[What this task involves]
Gather every line of the data below that contains the string "white". Copy each one in full.

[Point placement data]
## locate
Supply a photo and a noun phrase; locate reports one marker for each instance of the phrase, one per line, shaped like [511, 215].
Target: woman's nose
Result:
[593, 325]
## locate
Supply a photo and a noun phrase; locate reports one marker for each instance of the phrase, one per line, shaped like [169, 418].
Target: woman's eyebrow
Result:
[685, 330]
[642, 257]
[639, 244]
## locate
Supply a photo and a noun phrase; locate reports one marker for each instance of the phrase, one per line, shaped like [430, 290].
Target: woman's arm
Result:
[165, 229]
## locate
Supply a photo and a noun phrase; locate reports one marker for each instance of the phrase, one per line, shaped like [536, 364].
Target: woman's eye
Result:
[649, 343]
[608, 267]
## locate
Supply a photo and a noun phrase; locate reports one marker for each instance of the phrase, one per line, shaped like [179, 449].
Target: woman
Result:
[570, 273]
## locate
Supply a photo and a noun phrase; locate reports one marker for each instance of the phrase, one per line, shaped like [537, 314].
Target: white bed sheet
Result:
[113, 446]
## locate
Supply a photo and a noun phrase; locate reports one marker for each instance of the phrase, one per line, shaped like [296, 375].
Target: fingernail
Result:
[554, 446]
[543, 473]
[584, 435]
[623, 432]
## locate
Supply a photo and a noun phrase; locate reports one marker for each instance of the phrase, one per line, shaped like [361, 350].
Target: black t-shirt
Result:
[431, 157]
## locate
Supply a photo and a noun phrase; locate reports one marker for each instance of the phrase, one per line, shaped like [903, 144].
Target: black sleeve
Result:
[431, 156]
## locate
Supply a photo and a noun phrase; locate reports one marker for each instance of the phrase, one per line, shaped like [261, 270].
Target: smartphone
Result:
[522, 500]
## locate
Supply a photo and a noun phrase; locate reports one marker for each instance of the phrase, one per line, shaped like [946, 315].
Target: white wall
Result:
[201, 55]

* * *

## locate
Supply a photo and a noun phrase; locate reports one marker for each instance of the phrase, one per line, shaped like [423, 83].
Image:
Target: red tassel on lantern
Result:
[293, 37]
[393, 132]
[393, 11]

==

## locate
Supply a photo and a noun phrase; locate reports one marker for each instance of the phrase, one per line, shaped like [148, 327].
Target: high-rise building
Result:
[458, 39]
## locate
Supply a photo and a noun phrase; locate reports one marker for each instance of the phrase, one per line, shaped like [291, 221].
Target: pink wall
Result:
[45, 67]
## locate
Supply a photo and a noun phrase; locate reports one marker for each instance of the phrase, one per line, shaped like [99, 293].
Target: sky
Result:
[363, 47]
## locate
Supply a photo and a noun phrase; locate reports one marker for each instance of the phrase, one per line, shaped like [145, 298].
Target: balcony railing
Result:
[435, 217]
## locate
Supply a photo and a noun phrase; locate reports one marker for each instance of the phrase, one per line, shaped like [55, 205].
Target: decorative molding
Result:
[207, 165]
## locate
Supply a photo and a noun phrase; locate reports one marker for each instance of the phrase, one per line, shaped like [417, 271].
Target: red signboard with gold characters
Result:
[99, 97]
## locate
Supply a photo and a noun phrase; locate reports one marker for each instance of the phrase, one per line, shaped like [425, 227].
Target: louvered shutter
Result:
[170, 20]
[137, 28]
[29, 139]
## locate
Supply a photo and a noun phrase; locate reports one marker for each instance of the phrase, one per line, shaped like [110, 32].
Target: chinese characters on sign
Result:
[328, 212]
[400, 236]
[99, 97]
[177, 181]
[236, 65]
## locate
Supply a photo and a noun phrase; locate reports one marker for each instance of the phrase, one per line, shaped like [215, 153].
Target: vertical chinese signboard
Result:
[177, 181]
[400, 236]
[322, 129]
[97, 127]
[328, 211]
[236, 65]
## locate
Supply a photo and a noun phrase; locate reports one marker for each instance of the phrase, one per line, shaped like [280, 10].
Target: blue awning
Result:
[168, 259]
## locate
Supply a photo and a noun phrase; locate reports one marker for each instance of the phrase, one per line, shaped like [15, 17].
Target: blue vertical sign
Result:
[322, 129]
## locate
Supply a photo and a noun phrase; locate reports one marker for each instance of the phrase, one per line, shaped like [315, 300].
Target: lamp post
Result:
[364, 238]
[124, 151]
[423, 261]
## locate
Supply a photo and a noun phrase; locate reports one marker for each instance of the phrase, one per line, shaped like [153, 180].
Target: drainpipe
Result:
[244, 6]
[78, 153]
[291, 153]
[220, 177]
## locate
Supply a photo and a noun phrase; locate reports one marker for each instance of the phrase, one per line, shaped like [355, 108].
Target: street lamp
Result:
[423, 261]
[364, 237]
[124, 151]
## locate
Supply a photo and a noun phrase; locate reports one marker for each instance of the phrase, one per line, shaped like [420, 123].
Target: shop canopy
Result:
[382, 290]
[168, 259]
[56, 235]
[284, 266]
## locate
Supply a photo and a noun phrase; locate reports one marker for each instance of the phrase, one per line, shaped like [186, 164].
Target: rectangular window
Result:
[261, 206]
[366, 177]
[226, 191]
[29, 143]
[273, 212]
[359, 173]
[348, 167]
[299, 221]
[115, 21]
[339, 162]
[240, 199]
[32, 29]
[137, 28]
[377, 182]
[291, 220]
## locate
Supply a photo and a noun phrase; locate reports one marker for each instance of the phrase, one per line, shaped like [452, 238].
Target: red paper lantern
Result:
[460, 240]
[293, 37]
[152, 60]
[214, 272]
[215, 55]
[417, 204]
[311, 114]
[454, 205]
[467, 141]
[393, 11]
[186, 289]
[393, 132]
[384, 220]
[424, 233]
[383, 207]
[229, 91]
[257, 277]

[Finished exercise]
Target: white bed sheet
Target: white wall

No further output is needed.